Task
Filter the data below for the string "blue" and copy each matching line.

Material to process
· · · ·

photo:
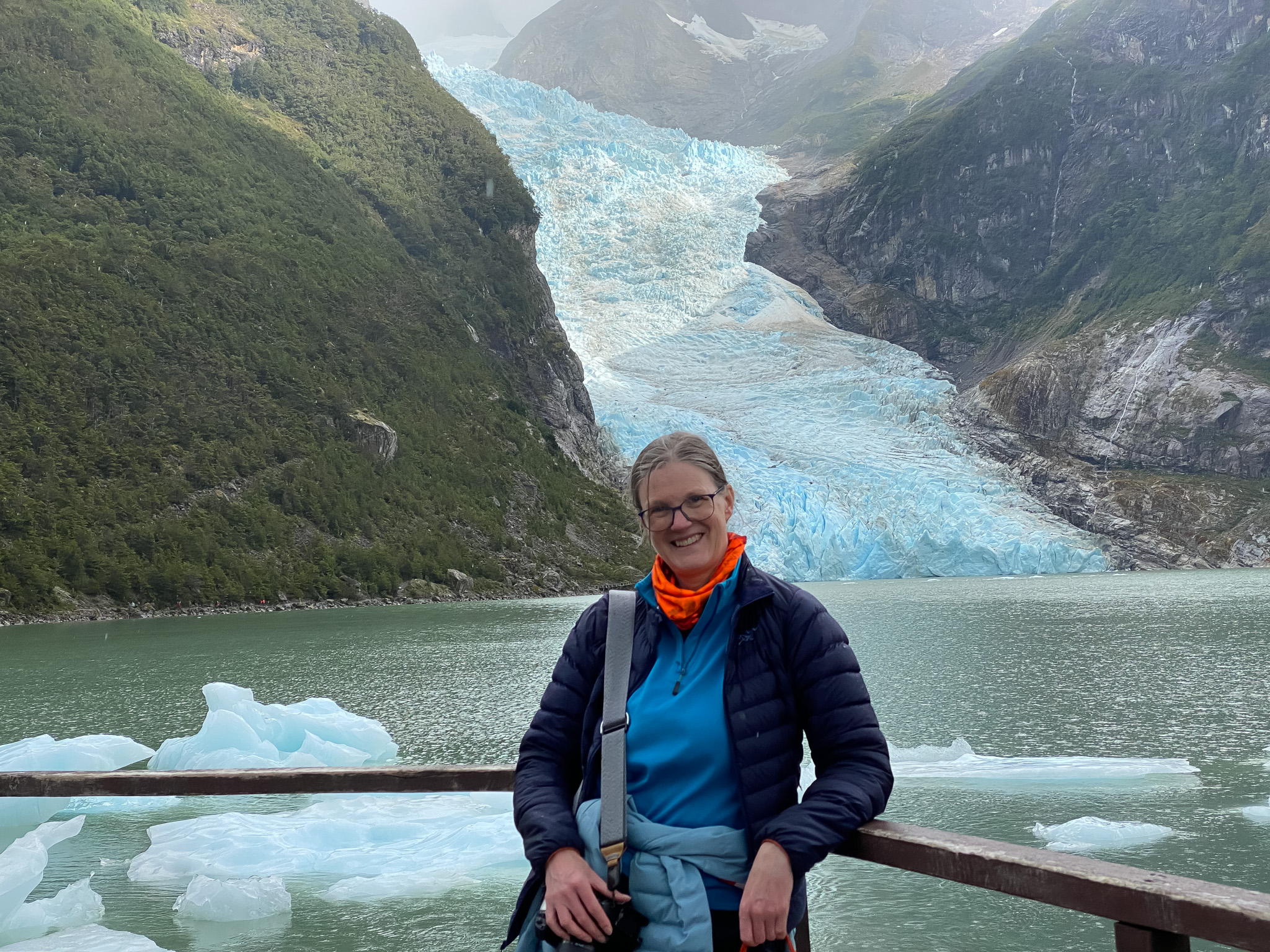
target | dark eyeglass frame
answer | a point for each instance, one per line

· · · ·

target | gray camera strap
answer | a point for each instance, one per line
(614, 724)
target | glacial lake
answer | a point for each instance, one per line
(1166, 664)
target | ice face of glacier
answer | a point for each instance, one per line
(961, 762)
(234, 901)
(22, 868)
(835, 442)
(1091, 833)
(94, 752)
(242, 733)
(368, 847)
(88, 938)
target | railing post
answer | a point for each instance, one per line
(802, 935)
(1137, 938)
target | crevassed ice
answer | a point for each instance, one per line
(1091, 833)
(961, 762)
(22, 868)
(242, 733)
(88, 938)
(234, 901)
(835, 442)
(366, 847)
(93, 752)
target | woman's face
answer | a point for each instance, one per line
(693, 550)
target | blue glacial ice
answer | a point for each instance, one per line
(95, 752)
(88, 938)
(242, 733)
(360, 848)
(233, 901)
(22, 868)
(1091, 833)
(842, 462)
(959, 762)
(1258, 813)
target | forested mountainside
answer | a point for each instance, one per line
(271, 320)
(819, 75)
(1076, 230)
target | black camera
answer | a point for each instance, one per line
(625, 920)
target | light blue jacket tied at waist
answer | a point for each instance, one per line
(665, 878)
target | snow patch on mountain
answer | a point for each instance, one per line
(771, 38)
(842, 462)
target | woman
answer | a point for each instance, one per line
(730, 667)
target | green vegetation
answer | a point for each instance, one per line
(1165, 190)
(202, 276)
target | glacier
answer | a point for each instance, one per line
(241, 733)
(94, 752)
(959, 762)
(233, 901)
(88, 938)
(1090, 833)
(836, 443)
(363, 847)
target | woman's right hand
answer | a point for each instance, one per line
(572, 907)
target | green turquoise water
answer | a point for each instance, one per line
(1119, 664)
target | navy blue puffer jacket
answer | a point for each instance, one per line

· · · ·

Result for this exercise
target | blue glacial ice
target | light blue jacket tied at waist
target | navy blue puffer jacket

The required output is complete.